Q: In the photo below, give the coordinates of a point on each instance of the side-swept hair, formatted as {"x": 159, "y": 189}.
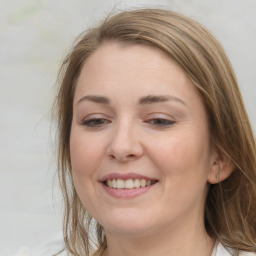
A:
{"x": 230, "y": 208}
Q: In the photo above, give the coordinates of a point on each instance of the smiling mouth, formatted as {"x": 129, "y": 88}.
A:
{"x": 129, "y": 183}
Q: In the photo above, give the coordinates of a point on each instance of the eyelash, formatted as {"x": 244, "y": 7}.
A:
{"x": 160, "y": 122}
{"x": 99, "y": 122}
{"x": 95, "y": 122}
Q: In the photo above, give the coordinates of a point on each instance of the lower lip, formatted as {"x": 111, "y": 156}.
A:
{"x": 127, "y": 193}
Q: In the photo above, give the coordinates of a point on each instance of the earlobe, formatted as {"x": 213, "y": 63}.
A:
{"x": 220, "y": 169}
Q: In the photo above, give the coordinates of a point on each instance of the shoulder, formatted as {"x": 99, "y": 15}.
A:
{"x": 220, "y": 250}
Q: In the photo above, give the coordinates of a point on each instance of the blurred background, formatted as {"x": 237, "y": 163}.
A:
{"x": 34, "y": 37}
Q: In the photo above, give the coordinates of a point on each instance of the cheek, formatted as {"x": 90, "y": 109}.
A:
{"x": 184, "y": 155}
{"x": 85, "y": 153}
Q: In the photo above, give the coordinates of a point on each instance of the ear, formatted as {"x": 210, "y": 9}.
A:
{"x": 220, "y": 169}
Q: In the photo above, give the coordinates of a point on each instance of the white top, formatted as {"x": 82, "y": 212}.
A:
{"x": 220, "y": 250}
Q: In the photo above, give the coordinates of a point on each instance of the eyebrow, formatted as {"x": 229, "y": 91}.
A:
{"x": 160, "y": 98}
{"x": 95, "y": 98}
{"x": 143, "y": 100}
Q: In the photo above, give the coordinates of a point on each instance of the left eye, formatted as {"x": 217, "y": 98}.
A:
{"x": 95, "y": 122}
{"x": 160, "y": 122}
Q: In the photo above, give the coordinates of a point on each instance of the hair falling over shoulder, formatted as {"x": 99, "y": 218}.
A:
{"x": 230, "y": 207}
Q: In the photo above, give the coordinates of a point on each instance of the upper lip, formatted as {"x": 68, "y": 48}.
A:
{"x": 124, "y": 176}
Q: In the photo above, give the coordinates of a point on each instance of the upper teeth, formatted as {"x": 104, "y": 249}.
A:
{"x": 128, "y": 184}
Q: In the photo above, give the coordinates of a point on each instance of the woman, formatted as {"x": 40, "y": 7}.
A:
{"x": 154, "y": 142}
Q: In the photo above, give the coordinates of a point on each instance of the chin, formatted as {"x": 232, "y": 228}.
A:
{"x": 127, "y": 223}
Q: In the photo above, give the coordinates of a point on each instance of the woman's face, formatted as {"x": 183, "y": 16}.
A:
{"x": 139, "y": 144}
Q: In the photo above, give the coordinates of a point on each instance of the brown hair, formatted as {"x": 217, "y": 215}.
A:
{"x": 230, "y": 211}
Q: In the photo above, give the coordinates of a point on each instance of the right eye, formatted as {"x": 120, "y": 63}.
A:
{"x": 95, "y": 122}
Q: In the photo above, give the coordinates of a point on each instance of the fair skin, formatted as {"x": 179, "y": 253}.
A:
{"x": 137, "y": 116}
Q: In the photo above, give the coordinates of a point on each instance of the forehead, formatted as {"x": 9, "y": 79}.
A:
{"x": 127, "y": 65}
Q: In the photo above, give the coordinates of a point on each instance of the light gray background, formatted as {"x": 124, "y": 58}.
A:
{"x": 34, "y": 36}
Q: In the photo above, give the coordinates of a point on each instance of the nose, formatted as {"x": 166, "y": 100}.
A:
{"x": 125, "y": 144}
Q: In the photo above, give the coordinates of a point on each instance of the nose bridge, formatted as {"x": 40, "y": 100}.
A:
{"x": 124, "y": 142}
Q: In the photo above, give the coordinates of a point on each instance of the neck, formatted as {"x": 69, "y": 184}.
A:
{"x": 186, "y": 242}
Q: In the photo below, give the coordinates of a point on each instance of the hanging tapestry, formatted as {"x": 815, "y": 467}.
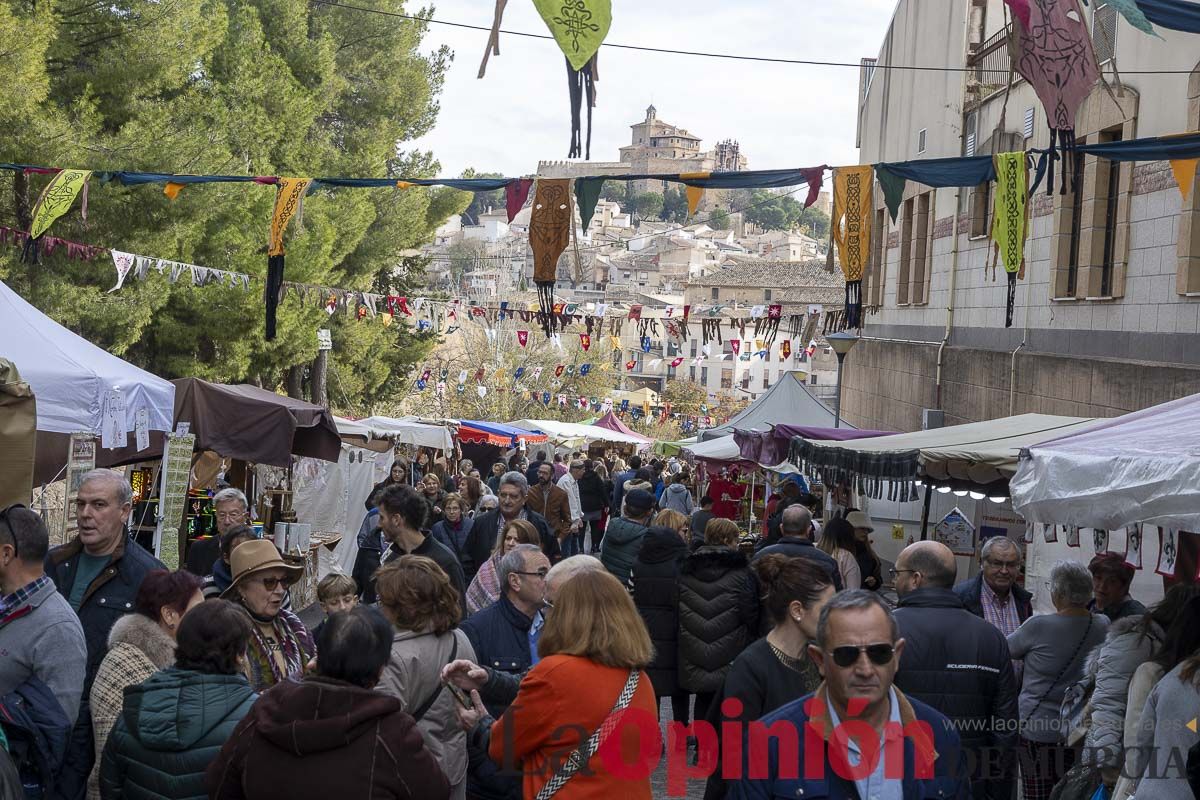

^^^^

- _Task statement_: Swap "instance" for "occurrence" everywhere it occurs and write out all the entries again with nothing else changed. Leave the pictures out.

- _Answer for this exercise_:
Q: In the photo below, give the coordinates of a point on each occurrence of the side-swept hair, formatted as {"x": 159, "y": 189}.
A:
{"x": 230, "y": 208}
Q: In the photo above, give the coordinates of a point on each occurrence of the smiling mouth, formatted as {"x": 129, "y": 88}.
A:
{"x": 129, "y": 183}
Q: In the photo above, give the coordinates of a point on each occurrence of the eyelash, formatted as {"x": 244, "y": 7}.
A:
{"x": 160, "y": 122}
{"x": 99, "y": 122}
{"x": 95, "y": 122}
Q: In the photo above, give the coordinates of a point on each occurrence of the lower lip, formatted as {"x": 111, "y": 156}.
A:
{"x": 127, "y": 193}
Q: In the photo above, give the coordinates of a point on each occurrence of the earlobe, formatted as {"x": 213, "y": 63}.
A:
{"x": 220, "y": 169}
Q: In the photo above, give the coordinates of a point on each occurrence of the shoulder, formatted as {"x": 99, "y": 15}.
A:
{"x": 220, "y": 250}
Q: In the photo above, give the coordinates of a point on each occurrence of the blurred background, formatted as {"x": 237, "y": 163}.
A:
{"x": 34, "y": 37}
Q: In the photo above, give the coordinates of a point on each occurrence of the cheek, formatted as {"x": 90, "y": 109}.
A:
{"x": 184, "y": 155}
{"x": 85, "y": 153}
Q: In the photo above, give the coordinates of a point on each occurrence of the ear, formatted as {"x": 210, "y": 9}.
A:
{"x": 220, "y": 169}
Q: In the photo above, give the coordinates of a point on each occurrence of the white top, formatted as {"x": 82, "y": 212}.
A:
{"x": 220, "y": 250}
Q: In the photo above, give the coordinates of a point on each occurrence of the eyebrow, formatted as {"x": 229, "y": 91}.
A:
{"x": 160, "y": 98}
{"x": 95, "y": 98}
{"x": 143, "y": 100}
Q: In the photo above, give the coordinates of a point on each occurrence of the left eye, formatted as {"x": 217, "y": 98}.
A:
{"x": 95, "y": 122}
{"x": 160, "y": 122}
Q: In the photo above, give the coordinates of a point on each occurrence of the hair falling over shoulder, formatted as {"x": 99, "y": 218}.
A:
{"x": 230, "y": 207}
Q: In the photo above, give the coordinates of a point on each occurrence of the upper lip, formatted as {"x": 68, "y": 48}.
A:
{"x": 124, "y": 176}
Q: In the photo above, give the coordinates of a point on each occurrence of the upper teeth, formatted as {"x": 104, "y": 249}.
A:
{"x": 128, "y": 184}
Q: In the photo above, give the coordinates of a point on each occurrence of the woman, formatted as {"x": 40, "y": 7}.
A:
{"x": 154, "y": 142}
Q: In the photo above, give the coordinates of a point on each occurrence of the chin, formatted as {"x": 232, "y": 228}.
A:
{"x": 127, "y": 223}
Q: In the photo above, give the coordinates of a point on each occurrence of the woman's face, formatted as {"x": 183, "y": 16}.
A:
{"x": 139, "y": 144}
Q: In the photo above, give the coordinates of a point on each occurrence of the brown hair, formatted as {"x": 217, "y": 215}.
A:
{"x": 230, "y": 211}
Q: In the photo above, give the coordinates of a point on each occurrence of the right eye, formatted as {"x": 120, "y": 63}.
A:
{"x": 95, "y": 122}
Q: In the photo above, give the coordinates of a point on each occurrence of the fair skin, formatted as {"x": 179, "y": 253}.
A:
{"x": 137, "y": 116}
Q: In the photo above, give the coordinates of a point on each occurrence of the forehead, formatted as {"x": 9, "y": 79}.
A:
{"x": 127, "y": 65}
Q: In the photo above, give the coordinates of a point on each occurrence of the light gray background, formatted as {"x": 124, "y": 58}.
A:
{"x": 34, "y": 36}
Q: In the photo above, give the coordinates of a point on each occurrence of the nose, formatted as {"x": 166, "y": 100}.
A:
{"x": 125, "y": 144}
Q: In the photo above, give the coordinates of a point on each occurrence of the nose bridge, formatted as {"x": 40, "y": 100}.
A:
{"x": 124, "y": 142}
Q: In the photo above, give the coordinates of a point on each occurrence of the neck, formatted as {"x": 69, "y": 184}.
A:
{"x": 186, "y": 242}
Q: In the photo below, give the coordinates of a point on each occurrence of the hanging tapestry, formatted as {"x": 815, "y": 467}.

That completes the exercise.